>> Begin SOURCE

The analysis pipeline consists of:

Building the Stacked Generalizer (Super Learner)


  1. Multiple machine learning algorithms* (submodels) are tuned using randomized parameter search with cross-validation and trained on the current batches' full training set. Submodels currently available include elastic net trained with stochastic gradient decsent (glm), non-linear support vector machine (svm), multilayer perceptron (mlp), random forest (randForest), and gradient boosting machine (gradBoost). All submodels aside from the random forest and gradient boosting machines are built in a bagging (bootstrap aggregation) ensemble to protect against overfitting, comparable to random forest and gradient boosting. Additionally, svm classification models use an additional calibration step with Platt scaling to generate class assignment probabilities. All submodels are optimized using mean absolute error (regression) or balanced accuracy (classification).
  2. Prediction submodels are aggregated into a super learner1,2, a linear combination of submodel predictions optimizing the same loss function. This is implemented as an elastic net model with no intercept and trained with stochastic gradient descent. The super learner is tuned using randomized paramter search and trained on the cross validation hold-outs from the full training sample.

*All algorithms are implemented using SciPy, Statsmodels, and SciKit-Learn, with many more to come.

Evaluating Super Learner and Submodel Performances


  1. The optimized and trained super learner and submodels are scored on the full training set and test set. The super learner coefficients and all scores are printed to the command line and saved.

>> End SOURCE
>> Begin EXCERPTED DATA

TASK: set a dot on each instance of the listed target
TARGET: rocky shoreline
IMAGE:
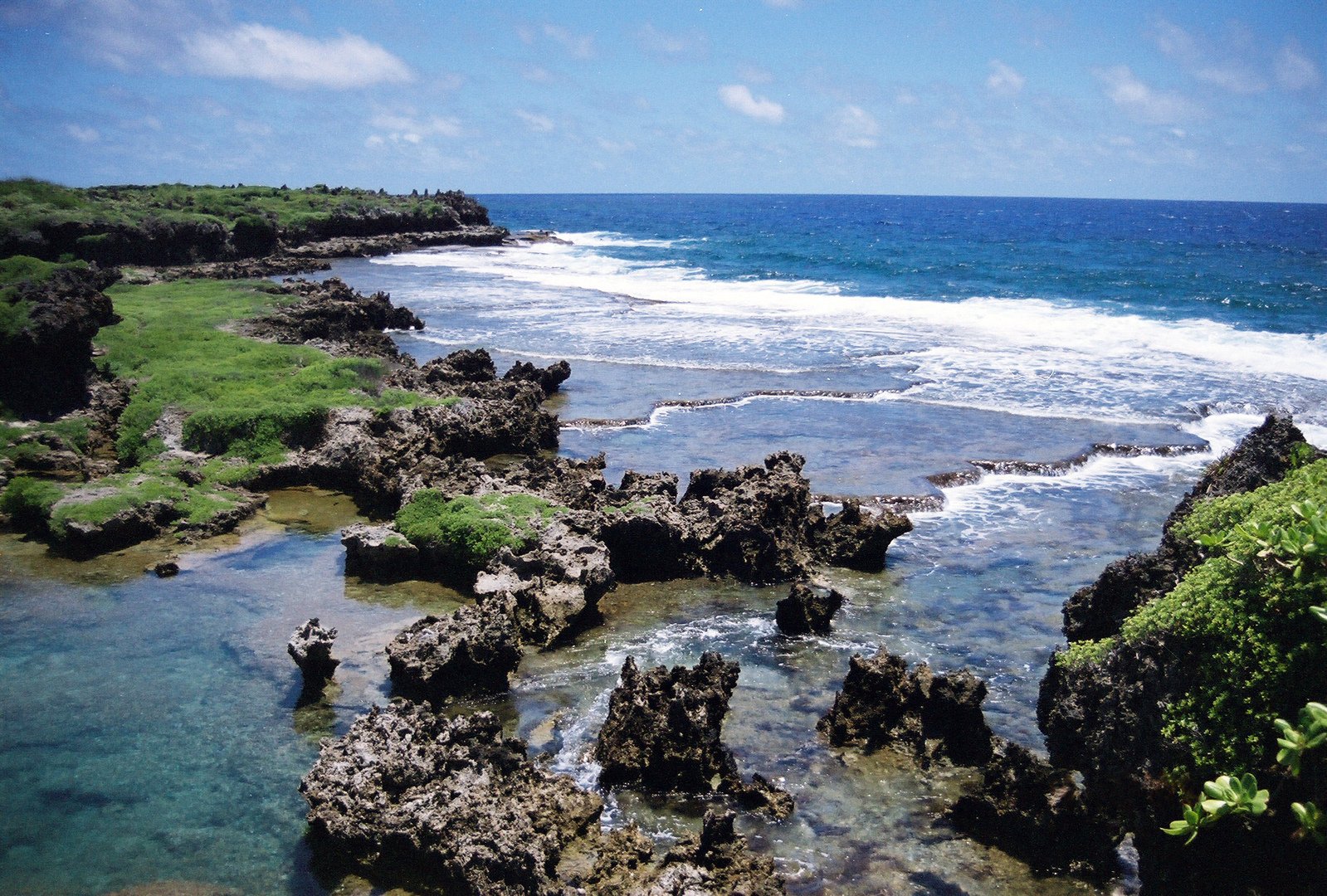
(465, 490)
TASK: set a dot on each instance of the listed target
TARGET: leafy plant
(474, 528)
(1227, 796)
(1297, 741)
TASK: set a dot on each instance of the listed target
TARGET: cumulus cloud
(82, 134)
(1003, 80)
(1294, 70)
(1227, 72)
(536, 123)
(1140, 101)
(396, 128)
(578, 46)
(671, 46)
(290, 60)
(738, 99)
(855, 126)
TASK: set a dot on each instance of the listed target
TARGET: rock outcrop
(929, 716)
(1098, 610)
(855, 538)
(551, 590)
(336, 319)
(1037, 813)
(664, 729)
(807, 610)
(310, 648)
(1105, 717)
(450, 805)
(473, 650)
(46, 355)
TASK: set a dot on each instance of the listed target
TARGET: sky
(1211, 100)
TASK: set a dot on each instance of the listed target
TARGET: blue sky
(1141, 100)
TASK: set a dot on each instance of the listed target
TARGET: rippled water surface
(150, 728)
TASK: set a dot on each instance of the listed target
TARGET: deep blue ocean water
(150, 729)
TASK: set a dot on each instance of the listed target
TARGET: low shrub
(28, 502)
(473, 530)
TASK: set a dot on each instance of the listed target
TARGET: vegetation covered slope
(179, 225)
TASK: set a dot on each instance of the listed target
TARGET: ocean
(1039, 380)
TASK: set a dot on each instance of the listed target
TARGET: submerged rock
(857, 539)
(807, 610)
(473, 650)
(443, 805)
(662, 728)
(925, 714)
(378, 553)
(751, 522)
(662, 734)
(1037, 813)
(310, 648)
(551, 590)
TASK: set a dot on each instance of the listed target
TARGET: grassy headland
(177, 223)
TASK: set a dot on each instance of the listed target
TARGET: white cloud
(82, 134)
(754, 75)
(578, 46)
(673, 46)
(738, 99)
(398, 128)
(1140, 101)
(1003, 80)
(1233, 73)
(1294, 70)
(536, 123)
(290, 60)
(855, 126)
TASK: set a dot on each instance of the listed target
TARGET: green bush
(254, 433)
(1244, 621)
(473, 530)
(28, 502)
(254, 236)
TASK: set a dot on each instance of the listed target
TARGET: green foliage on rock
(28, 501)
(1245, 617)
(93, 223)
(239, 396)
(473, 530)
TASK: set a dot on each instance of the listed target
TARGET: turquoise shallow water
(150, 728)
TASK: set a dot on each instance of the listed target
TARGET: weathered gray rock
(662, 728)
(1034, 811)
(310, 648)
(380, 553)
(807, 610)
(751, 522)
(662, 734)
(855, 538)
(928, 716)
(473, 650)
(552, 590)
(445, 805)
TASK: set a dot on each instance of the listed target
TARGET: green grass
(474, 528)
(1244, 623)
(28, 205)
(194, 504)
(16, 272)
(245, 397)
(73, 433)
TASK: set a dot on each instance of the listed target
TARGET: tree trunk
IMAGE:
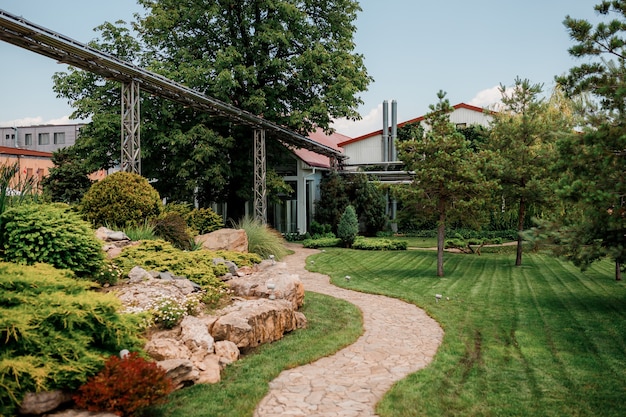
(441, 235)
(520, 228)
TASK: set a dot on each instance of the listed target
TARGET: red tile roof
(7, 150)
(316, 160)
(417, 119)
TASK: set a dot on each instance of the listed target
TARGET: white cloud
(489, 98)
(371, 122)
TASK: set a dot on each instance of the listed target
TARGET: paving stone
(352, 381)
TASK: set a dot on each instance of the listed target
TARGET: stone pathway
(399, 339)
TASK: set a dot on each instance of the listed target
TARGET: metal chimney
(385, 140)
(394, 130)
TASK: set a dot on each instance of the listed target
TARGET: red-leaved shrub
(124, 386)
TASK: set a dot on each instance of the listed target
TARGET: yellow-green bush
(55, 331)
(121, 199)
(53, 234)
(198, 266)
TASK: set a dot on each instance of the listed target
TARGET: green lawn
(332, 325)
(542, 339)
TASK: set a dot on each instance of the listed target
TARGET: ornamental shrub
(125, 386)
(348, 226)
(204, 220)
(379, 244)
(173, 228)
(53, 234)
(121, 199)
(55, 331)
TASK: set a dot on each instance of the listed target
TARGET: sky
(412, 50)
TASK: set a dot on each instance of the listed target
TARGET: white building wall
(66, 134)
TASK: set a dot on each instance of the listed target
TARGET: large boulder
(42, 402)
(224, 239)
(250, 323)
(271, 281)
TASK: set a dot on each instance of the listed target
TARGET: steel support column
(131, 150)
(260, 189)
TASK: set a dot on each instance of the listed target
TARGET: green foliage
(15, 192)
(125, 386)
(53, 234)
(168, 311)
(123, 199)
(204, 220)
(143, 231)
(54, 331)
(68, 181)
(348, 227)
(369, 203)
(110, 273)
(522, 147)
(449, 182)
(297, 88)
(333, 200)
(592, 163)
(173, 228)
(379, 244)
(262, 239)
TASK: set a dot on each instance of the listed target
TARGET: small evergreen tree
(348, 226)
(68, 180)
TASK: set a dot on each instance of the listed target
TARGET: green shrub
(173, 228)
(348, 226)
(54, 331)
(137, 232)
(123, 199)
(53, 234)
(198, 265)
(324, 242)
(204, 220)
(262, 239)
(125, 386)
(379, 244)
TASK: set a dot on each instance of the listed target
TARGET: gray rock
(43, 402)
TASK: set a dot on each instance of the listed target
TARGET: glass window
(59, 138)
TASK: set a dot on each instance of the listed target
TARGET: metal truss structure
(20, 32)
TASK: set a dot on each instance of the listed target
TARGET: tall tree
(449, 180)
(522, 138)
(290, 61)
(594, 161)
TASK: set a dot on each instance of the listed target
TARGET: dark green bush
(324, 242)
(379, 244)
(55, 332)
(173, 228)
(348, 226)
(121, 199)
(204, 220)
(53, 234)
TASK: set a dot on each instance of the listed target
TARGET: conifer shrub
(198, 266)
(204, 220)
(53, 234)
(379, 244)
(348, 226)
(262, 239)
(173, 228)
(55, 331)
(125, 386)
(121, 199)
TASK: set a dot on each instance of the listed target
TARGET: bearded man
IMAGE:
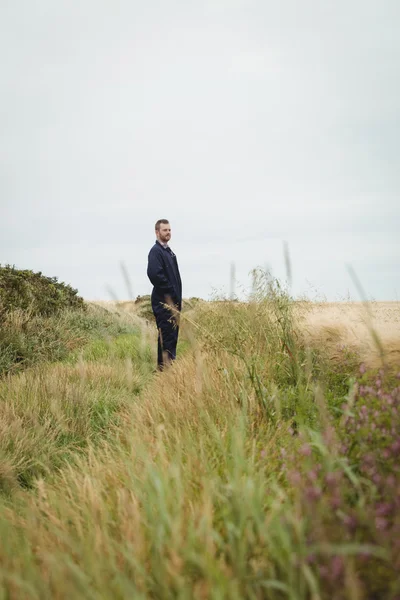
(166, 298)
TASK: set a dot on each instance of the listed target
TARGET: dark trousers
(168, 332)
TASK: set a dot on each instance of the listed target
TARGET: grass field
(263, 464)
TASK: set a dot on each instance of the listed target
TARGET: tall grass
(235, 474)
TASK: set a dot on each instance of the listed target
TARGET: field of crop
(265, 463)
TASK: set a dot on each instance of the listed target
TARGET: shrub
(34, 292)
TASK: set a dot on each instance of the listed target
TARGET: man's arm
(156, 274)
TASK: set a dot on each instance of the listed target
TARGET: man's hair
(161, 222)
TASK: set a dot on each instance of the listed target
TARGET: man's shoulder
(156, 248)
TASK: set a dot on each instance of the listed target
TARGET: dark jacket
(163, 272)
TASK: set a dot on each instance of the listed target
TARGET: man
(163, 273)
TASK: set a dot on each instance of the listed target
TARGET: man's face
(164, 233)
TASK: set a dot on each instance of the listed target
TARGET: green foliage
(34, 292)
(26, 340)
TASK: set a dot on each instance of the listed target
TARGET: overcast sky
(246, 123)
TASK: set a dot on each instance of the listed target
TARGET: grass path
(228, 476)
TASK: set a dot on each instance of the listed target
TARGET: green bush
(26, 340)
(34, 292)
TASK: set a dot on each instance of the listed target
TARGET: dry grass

>> End EXCERPTED DATA

■ **WRITTEN TASK**
Copy the pipeline description starting with "2. Prediction submodels" and going on through "full training sample.", renaming "stochastic gradient descent" to "SGD". Work only from the pipeline description above.

■ **THE SOLUTION**
2. Prediction submodels are aggregated into a super learner1,2, a linear combination of submodel predictions optimizing the same loss function. This is implemented as an elastic net model with no intercept and trained with SGD. The super learner is tuned using randomized paramter search and trained on the cross validation hold-outs from the full training sample.